COMPLETE THE FOLLOWING →
1 - Copy the stretch of the ACATS fraud passage below from "FINRA’s Regulatory Notice" through "a carrying member.".
2 - In the ACATS fraud passage below, which FINRA publication alerted member firms to a trend in fraudulent account transfers through ACATS?

══ STUDY TEXT ══

And a third risk area of emerging focus involved fraudulent Automated Customer Account Transfer Service (ACATS) requests.

By way of background, while some transfers may occur outside of ACATS, in general, a customer who wishes to transfer securities account assets from the firm carrying the customer’s account (carrying member) to another firm must open an account at the new firm that is expecting to receive the customer’s account assets (receiving member). The account transfer process begins when the receiving member receives the customer’s authorized Transfer Instruction Form (TIF); the receiving member then initiates the account transfer through ACATS. Typically, a TIF includes the customer’s name, date, the account type and account numbers at the receiving member and carrying member, and other personal identifiable information about the customer (e.g., tax identification number or Social Security number).

FINRA’s Regulatory Notice 22-21 alerted member firms to a trend in fraudulent transfers of accounts through ACATS. At a high level, ACATS fraud typically unfolds in the following way:

  • A bad actor will open a brokerage account online or through a mobile application at the receiving member using the stolen identity of a legitimate customer of a carrying member.
  • Shortly after opening the new account at the receiving member, the bad actor will provide the receiving member with a Transfer Instruction Form to initiate an account transfer through ACATS of the legitimate customer’s account assets from the carrying member.
  • Once the ACATS transfer to the newly established account at the receiving member is completed, the bad actor will attempt to move the ill-gotten assets to an account at another financial institution.

═══
══ LISTED RECORDS ══

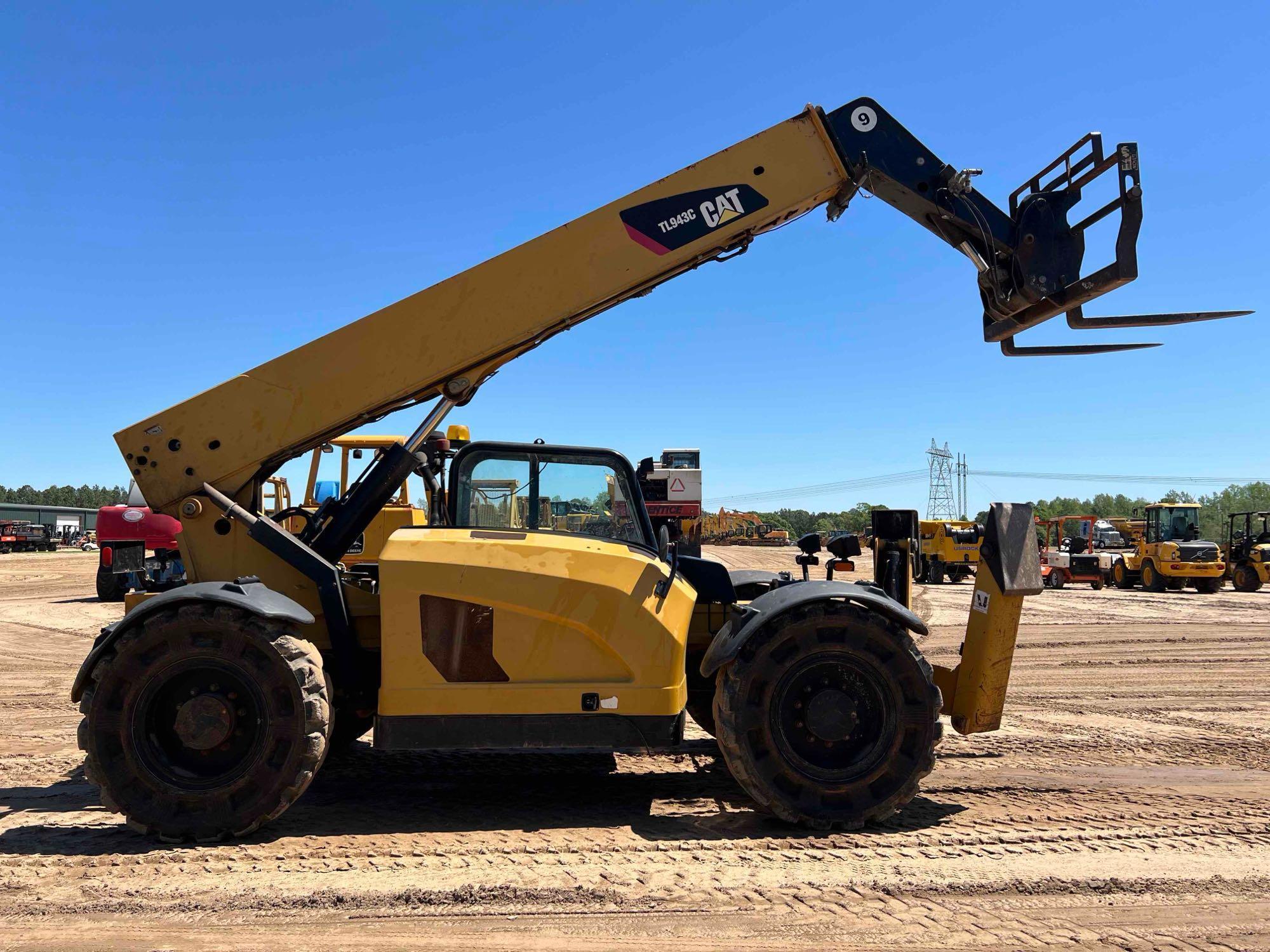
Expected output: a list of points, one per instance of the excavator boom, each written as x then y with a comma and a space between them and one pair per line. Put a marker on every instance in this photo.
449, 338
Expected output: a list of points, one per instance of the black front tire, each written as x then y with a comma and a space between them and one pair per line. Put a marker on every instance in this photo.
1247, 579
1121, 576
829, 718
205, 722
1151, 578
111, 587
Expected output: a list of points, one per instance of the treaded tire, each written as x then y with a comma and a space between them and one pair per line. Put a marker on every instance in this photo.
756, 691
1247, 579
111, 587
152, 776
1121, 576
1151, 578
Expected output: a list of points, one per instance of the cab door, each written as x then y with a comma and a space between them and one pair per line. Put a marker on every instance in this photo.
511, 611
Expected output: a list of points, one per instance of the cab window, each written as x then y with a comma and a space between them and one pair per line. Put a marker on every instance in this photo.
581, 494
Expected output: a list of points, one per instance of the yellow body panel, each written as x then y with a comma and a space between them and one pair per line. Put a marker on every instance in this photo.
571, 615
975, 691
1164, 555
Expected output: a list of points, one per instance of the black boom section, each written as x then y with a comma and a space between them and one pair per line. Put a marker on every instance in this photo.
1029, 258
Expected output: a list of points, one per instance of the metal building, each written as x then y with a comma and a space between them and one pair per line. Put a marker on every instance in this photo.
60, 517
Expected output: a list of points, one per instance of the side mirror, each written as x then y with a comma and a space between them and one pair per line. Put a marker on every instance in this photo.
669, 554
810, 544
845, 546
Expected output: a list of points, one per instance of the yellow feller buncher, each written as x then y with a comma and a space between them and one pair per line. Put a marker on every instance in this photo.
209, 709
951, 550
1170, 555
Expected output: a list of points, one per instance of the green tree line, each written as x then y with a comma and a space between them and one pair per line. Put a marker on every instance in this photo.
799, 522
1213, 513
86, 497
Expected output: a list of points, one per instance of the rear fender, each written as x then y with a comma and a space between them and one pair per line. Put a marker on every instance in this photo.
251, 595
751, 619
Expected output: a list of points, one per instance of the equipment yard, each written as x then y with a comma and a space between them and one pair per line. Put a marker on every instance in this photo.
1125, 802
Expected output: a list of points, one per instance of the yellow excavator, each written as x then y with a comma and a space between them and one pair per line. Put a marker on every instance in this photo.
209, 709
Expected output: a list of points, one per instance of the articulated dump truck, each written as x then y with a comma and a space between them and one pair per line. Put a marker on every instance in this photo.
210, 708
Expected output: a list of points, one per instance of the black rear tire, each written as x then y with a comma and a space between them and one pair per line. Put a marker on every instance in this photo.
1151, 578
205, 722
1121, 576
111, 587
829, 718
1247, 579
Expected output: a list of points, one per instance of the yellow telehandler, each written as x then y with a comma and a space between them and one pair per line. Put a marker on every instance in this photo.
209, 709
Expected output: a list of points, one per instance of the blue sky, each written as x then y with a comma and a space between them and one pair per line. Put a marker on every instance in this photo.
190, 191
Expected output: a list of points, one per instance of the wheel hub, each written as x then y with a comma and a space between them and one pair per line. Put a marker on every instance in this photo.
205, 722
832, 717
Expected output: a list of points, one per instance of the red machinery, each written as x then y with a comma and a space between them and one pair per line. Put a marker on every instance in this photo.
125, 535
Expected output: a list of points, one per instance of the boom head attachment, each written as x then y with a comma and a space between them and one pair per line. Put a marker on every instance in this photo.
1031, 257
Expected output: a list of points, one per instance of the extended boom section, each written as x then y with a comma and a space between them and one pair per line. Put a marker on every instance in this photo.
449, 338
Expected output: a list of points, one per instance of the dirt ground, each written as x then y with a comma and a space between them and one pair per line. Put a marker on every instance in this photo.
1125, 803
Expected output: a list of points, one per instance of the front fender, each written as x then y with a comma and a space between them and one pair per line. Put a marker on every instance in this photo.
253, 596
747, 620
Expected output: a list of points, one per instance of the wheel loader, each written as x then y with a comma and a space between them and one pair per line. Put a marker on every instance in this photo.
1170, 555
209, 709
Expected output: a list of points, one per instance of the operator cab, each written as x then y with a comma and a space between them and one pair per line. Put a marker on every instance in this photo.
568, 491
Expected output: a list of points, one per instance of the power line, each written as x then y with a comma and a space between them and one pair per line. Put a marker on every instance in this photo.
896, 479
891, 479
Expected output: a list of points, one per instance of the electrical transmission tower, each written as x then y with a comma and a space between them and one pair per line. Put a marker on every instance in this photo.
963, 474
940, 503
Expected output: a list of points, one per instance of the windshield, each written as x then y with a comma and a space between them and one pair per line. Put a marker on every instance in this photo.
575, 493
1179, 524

═══
══ LISTED RECORDS ══

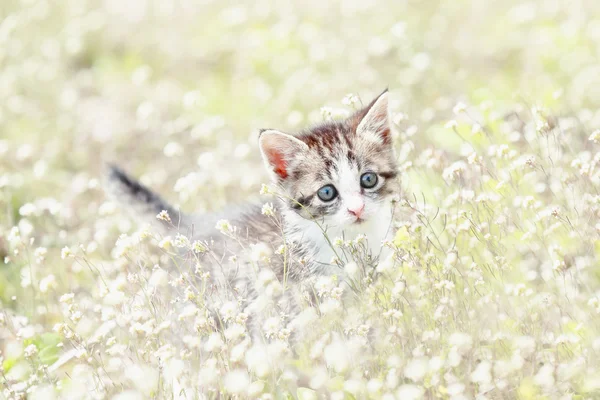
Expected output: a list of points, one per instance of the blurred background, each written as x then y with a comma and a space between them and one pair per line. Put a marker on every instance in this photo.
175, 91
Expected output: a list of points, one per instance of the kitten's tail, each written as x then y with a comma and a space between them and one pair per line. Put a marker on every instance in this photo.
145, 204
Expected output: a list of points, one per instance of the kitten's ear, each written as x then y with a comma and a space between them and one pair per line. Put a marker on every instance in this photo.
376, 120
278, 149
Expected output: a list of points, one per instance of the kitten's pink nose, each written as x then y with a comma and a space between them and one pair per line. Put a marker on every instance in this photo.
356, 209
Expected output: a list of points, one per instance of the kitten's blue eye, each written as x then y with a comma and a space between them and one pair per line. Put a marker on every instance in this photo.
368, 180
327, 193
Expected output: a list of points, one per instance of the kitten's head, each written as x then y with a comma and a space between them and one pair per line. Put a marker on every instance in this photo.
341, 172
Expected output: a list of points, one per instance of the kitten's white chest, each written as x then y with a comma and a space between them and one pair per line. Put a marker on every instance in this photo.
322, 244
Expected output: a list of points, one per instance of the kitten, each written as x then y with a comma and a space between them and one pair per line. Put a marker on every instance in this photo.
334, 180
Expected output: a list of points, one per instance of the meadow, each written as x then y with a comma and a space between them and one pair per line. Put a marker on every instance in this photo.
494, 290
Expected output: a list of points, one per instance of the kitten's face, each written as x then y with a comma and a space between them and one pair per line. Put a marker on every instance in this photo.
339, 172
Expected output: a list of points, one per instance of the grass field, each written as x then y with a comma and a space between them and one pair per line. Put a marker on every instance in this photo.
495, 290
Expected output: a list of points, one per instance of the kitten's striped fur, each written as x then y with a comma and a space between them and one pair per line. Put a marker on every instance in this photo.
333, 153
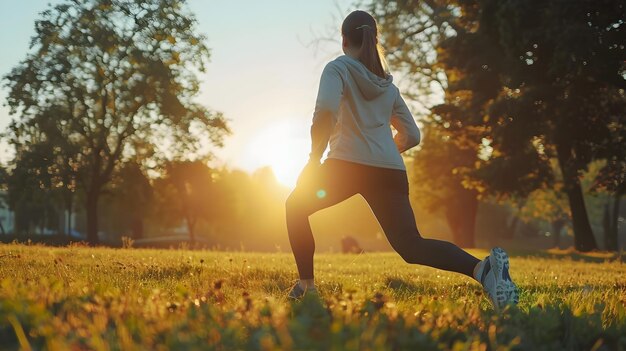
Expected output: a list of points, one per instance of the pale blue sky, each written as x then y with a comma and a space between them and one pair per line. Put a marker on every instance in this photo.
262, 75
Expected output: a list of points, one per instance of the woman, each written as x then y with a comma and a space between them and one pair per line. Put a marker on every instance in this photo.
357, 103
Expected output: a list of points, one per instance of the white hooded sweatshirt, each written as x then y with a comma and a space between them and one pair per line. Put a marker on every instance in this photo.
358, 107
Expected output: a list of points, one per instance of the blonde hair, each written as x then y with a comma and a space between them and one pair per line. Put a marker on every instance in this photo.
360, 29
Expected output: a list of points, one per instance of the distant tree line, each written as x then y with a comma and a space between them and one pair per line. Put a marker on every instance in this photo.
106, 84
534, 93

═══
══ LISTED RECORDS ══

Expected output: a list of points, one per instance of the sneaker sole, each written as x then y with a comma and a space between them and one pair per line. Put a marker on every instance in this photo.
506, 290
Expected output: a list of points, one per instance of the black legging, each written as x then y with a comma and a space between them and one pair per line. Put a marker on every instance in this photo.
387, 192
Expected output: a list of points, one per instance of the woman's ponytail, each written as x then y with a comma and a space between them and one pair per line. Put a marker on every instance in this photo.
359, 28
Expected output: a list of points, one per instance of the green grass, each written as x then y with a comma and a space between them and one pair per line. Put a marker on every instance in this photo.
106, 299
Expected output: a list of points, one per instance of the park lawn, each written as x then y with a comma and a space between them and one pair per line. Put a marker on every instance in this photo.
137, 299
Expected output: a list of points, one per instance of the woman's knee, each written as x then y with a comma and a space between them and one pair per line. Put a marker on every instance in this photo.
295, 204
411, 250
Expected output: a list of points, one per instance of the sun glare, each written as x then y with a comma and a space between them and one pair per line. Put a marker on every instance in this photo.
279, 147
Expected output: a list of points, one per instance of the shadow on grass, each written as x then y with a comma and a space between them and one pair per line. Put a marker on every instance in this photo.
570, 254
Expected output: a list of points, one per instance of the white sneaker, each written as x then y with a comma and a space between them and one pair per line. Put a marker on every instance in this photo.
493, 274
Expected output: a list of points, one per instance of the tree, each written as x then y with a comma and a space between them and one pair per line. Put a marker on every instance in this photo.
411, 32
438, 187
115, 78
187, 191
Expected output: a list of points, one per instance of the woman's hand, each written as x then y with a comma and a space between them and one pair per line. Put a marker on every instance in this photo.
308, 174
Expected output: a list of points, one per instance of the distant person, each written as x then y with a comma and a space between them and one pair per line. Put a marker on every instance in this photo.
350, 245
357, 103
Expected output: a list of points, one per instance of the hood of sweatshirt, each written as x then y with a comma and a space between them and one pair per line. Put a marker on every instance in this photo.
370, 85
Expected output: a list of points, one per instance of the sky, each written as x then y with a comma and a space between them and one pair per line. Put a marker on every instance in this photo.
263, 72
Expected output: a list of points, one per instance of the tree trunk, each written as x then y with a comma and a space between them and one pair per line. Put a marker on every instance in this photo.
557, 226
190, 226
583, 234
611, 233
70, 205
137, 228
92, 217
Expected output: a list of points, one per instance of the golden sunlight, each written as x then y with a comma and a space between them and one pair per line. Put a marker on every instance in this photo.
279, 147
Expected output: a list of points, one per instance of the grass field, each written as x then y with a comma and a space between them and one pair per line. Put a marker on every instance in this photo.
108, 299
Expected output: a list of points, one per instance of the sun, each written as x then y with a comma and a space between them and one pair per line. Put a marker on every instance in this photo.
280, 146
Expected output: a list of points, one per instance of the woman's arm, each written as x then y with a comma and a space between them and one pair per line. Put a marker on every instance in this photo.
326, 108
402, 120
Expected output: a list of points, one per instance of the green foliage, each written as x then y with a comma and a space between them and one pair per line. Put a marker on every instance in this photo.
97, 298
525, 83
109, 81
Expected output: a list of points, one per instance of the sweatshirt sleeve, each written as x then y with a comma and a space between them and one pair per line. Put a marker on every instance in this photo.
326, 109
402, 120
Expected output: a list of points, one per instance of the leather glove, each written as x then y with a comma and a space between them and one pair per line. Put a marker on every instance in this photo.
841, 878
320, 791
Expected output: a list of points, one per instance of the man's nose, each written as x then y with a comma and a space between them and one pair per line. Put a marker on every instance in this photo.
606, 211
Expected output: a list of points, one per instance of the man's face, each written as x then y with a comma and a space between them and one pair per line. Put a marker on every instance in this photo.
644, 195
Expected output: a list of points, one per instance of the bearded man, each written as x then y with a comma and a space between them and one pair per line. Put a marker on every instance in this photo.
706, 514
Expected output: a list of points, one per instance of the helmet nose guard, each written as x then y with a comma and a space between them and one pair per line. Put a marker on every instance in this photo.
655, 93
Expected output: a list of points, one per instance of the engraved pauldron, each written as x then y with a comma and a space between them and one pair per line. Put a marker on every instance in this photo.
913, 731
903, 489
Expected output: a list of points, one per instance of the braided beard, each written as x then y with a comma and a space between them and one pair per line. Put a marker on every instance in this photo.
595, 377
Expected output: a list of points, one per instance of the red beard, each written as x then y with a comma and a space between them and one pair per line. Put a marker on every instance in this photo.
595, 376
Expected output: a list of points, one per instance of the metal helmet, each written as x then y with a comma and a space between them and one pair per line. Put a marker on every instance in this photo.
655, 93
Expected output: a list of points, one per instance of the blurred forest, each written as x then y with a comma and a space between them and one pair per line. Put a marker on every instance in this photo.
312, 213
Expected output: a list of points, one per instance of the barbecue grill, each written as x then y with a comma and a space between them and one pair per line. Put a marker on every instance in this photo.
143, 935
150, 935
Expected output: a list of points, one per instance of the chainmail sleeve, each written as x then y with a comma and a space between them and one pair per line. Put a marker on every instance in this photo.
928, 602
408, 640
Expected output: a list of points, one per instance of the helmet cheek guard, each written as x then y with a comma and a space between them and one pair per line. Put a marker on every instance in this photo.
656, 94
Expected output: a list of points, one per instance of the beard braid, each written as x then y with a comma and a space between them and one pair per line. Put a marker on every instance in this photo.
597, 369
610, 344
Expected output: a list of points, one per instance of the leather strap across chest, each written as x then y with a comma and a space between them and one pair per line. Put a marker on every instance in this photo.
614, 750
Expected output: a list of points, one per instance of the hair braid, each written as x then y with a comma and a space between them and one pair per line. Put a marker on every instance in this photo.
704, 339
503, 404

═══

SOLUTIONS FOR EACH TASK →
1 -
FINRA’s Regulatory Notice 22-21 alerted member firms to a trend in fraudulent transfers of accounts through ACATS. At a high level, ACATS fraud typically unfolds in the following way:

  • A bad actor will open a brokerage account online or through a mobile application at the receiving member using the stolen identity of a legitimate customer of a carrying member.

2 - Regulatory Notice 22-21